■ WORK INSTRUCTION ■
Retype the line containing "Where can you spot the camouflage jacket?" and each later line through the end of the listing, exactly as written, with no other lines.

■ DATA PROVIDED ■
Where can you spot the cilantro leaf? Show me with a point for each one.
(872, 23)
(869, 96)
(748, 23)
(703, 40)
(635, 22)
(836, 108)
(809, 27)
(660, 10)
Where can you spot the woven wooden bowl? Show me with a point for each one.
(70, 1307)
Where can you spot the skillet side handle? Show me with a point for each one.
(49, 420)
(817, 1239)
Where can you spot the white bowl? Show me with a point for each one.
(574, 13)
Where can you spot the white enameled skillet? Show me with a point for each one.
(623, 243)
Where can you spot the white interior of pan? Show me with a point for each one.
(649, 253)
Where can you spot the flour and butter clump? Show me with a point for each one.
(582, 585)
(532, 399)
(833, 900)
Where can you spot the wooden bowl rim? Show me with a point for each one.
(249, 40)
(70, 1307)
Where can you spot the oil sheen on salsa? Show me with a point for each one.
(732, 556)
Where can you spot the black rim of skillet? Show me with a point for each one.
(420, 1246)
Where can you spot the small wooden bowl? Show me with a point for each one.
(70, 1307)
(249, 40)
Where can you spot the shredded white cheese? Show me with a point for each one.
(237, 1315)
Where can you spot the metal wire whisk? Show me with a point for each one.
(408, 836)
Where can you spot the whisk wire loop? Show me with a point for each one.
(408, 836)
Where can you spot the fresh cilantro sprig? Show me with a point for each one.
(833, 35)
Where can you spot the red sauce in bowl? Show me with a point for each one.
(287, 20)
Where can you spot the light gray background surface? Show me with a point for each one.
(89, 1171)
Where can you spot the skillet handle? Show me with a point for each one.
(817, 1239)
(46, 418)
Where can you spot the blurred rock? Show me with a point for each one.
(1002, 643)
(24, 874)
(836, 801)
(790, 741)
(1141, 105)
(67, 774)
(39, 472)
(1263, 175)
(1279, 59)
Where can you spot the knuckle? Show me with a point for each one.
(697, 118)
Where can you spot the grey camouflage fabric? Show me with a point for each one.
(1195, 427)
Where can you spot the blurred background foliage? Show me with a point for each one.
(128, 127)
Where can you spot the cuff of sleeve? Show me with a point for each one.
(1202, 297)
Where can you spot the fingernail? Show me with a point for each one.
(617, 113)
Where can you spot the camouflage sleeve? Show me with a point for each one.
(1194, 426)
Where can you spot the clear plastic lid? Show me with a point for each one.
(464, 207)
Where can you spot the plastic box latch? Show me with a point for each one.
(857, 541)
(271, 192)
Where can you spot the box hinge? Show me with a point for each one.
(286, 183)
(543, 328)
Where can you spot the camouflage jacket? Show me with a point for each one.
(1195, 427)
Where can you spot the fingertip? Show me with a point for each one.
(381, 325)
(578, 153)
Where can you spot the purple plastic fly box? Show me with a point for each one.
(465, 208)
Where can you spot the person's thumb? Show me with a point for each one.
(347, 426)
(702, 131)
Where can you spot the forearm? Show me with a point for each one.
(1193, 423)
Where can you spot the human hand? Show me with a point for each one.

■ RESULT ■
Where can you spot the camouflage jacket? Show me with a point for each one.
(1195, 427)
Where can you spot the fingertip? Show me with a point for each one.
(381, 325)
(578, 153)
Where can you spot the purple plastic fly box? Show me with a point for each one.
(465, 208)
Where can you spot the person's thumb? Show me with a point for each one.
(347, 426)
(702, 131)
Where can you spot the forearm? Show me with a point for each one.
(1193, 423)
Where can you spot the human hand? Show me with a point for each one.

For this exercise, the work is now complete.